# PROBLEM STATEMENT
Print the entries that appear below, exactly as written and without their pictures.

Labeled-object pointing entries:
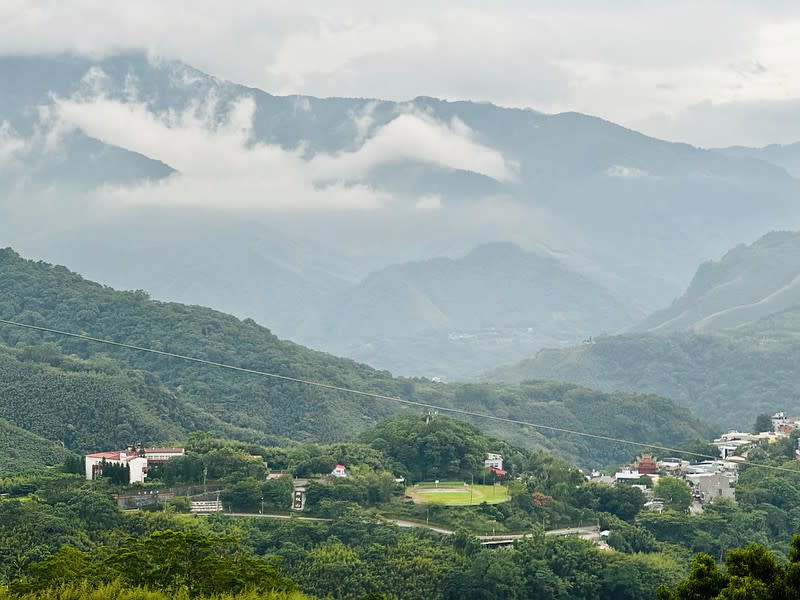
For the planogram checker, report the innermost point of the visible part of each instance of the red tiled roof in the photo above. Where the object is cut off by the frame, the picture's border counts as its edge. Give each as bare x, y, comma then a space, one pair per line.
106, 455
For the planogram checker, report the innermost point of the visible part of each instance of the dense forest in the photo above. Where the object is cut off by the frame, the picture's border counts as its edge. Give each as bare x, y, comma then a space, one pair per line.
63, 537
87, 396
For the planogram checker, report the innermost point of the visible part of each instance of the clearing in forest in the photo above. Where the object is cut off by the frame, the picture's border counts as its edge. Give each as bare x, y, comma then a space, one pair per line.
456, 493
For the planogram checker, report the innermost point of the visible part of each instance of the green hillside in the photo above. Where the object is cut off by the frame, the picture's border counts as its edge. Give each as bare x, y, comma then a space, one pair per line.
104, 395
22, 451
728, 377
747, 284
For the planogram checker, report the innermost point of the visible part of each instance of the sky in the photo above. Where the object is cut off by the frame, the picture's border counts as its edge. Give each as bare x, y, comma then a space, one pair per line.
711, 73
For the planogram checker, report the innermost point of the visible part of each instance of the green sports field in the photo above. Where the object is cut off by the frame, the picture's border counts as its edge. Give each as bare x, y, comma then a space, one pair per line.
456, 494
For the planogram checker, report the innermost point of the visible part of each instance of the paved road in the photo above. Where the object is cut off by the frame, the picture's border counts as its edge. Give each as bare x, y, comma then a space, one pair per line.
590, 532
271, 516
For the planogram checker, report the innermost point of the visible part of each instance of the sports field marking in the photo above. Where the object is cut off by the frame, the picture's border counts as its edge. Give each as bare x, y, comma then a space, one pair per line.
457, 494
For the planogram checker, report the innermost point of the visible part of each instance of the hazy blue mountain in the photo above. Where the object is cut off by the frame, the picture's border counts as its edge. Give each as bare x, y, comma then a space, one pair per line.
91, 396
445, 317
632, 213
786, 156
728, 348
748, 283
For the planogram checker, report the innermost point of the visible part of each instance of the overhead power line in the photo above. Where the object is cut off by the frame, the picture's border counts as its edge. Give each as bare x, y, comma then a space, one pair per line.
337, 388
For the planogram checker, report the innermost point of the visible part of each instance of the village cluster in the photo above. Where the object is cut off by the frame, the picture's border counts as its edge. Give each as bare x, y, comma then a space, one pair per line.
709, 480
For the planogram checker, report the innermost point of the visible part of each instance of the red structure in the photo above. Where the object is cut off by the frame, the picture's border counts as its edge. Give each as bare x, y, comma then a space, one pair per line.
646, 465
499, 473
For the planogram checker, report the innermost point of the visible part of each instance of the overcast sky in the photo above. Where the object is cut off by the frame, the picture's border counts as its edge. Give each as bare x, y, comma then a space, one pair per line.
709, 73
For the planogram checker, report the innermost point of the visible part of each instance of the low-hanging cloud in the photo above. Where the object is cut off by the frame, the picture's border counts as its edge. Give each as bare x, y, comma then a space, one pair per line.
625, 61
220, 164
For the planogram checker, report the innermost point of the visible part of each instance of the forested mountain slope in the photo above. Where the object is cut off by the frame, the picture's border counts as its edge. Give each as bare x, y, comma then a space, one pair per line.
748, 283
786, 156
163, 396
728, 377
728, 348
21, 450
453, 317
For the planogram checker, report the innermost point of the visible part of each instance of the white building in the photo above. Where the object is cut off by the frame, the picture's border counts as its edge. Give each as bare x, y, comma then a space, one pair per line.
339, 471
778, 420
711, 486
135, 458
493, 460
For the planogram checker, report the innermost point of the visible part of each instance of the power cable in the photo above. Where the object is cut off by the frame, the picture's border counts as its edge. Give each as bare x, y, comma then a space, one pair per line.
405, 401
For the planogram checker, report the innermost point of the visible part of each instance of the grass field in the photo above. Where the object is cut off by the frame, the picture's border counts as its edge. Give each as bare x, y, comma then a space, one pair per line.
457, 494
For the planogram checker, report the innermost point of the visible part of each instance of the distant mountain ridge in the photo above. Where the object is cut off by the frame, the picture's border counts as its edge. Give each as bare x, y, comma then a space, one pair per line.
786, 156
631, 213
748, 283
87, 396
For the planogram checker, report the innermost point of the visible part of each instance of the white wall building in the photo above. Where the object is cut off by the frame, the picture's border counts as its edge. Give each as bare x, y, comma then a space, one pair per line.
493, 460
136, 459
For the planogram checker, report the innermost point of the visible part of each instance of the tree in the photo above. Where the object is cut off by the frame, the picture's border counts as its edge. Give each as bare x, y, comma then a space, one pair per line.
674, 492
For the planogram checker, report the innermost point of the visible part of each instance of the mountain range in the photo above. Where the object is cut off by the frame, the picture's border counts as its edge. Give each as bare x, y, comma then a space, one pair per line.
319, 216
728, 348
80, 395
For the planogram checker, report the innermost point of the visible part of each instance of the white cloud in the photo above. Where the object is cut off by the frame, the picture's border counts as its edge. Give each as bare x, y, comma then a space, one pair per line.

# WRITTEN ANSWER
For the planogram checker, report the innermost point of the visible part of each instance of the red tiled roof in the photo above. Where the object is cut off by the frame, the picture's border counts as its edge. Give each as bare x, y, comma then a space, one pair per line.
106, 455
For the planogram checker, report the innermost point of the visible part of each instance of the dense forest in the photo above. Where the object is cut off by the frame, the picture's border counts as its edge. Give each as bare x, y, comma then a space, one pair per line.
63, 537
87, 396
For the planogram checker, report the innermost point of the visible part of each instance of the clearing in forest in the photo above. Where the object is cut off by the frame, the picture's border counts as its edge. Give each as bare x, y, comma then a space, one pair per line.
456, 493
For the planogram checker, report the innermost point of the visible part of each instance of the green hillside in the photo above. Where the object is cut off by the frame, the picture's border counts as its edge. Give each as bare x, y, comma then a space, one pair per line.
104, 395
22, 451
728, 377
747, 284
For the planogram checker, report the innermost point of the visible part of each instance of the sky in the photo above. Where the object is cut off by the frame, the picture's border counts as its edge. Give each as bare x, y, comma then a space, one pair per line.
711, 73
For the planogram checker, report the innermost point of the visible part of each instance of the green sports field in the photo above. Where the object is cut off by the frame, the picture's border counts as its edge. Give each as bare x, y, comma then a space, one pair per line.
456, 494
For the planogram checker, report the innermost point of the visible part of each instance of the paved road in the photo above. Where the object is cut off by the frame, the picture's border counts as its edge. Give each as bare x, y, comma then a space, one pair per line.
590, 532
271, 516
For the planogram checker, report the innermost point of the visible part of each instance of the sports field marking in the photo above. Where the object is cut off by the frame, the picture's border counts as its edge. Give each as bare x, y, comma then a space, one pair per line.
457, 494
For the planogram checker, report the innermost point of the visible part of each instance of the hazy blue mountain in the photo above. Where the object is cut off by the frame, the picture's border counts as its edge. Give each as bare x, y, comma then a space, one pair per line.
91, 396
445, 317
632, 213
786, 156
728, 348
748, 283
For the planogram checker, report the innermost point of the visible part of each instance of the overhead power line in the photo above. Where the object is cut off by the frame, the picture's border counts as its edge. Give each as bare x, y, comma then a space, one pair per line.
337, 388
For the planogram checker, report the innermost point of the visible part of each instance of the village cluster in the photo above. Where the object is cut off by the frame, the picture's border counts as its edge. Give each as bare x, y, comma then a space, one pair per line.
709, 480
For the planogram checker, report the innermost point of the visible part of each instance of the red structure in the photo above. Where the object is cut off by the frame, the picture's border counts as its edge. Give each as bare x, y, comma then a space, one pair per line.
646, 465
499, 473
For the planogram checker, report the innermost point of the visible part of each instance of the overcast sky in the photo above. Where the object is cut off by the frame, the picture's border counts as its edge. Give each as bare x, y, comma then a space, one pair per line.
709, 73
For the planogram checker, report the innermost point of the visible part of each instance of the low-hanging cloud in the photo above. Where the object is cut off by the frame, the picture's border counts as its edge. Give each as bare x, y, comma then a space, one pair per line.
625, 61
220, 164
For the planogram checker, report the innermost point of the visible part of each instance of the forested mountain slope in the photo above. Where the object is cut off by the frame, the picture's border counts as its edge. Give each as bare x, y, comma then a space, one pair per line.
748, 283
786, 156
163, 396
728, 377
728, 348
21, 450
453, 317
For the planogram checker, report the innermost point of the visible part of each instance of the white building in the photo above. Where the object is cut off by the frame, the picture's border counts as its edge. Give each as bare x, y, comma then a space, one pair per line.
339, 471
778, 420
711, 486
135, 458
493, 460
For the planogram checker, report the innermost point of the visible part of each instance of the power cable in the photo above. Where the object is cut off by the frame, the picture's border counts as its edge. Give each as bare x, y, comma then a space, one pair per line.
405, 401
For the planogram checker, report the innermost point of the visible part of each instance of the grass field in the photo above. Where the object is cut off by the frame, the picture's border counts as its edge. Give each as bare x, y, comma then a space, one pair per line.
457, 494
For the planogram checker, report the innermost point of the visible part of each instance of the distant mountain ridge in the photo above. Where the object is cut off by the frame, the picture's border counts as its edge. Give each as bare x, y, comma then a space, one pair per line.
786, 156
631, 213
748, 283
87, 396
For the planogram checker, report the innermost point of the visible part of each instance of the white wall building in the photo above. Where the object is cut off by the frame, the picture's border counts as its edge. Give each as bare x, y, comma then a space, one pair per line.
493, 460
136, 459
For the planogram checker, report the innermost point of the visible part of each instance of the tree in the photo above. Where the object is cut off by the frame, the picture's border counts as its edge. Give each as bare x, y, comma then a space, one pair per line.
674, 492
For the planogram checker, report the innermost point of the visible part of each instance of the mountain range in the photo above. Where the object is cut off by the frame, the picture's border counts as its edge. Give each as bare x, y, comma then a space, one pair per line.
319, 216
728, 348
80, 395
For the planogram checker, report the innermost point of the visible part of each instance of the white cloud in the photo above. Where the object is cut off by the frame, the picture's border counts as its edge. Give each as bare x, y, comma then a space, one pair per line.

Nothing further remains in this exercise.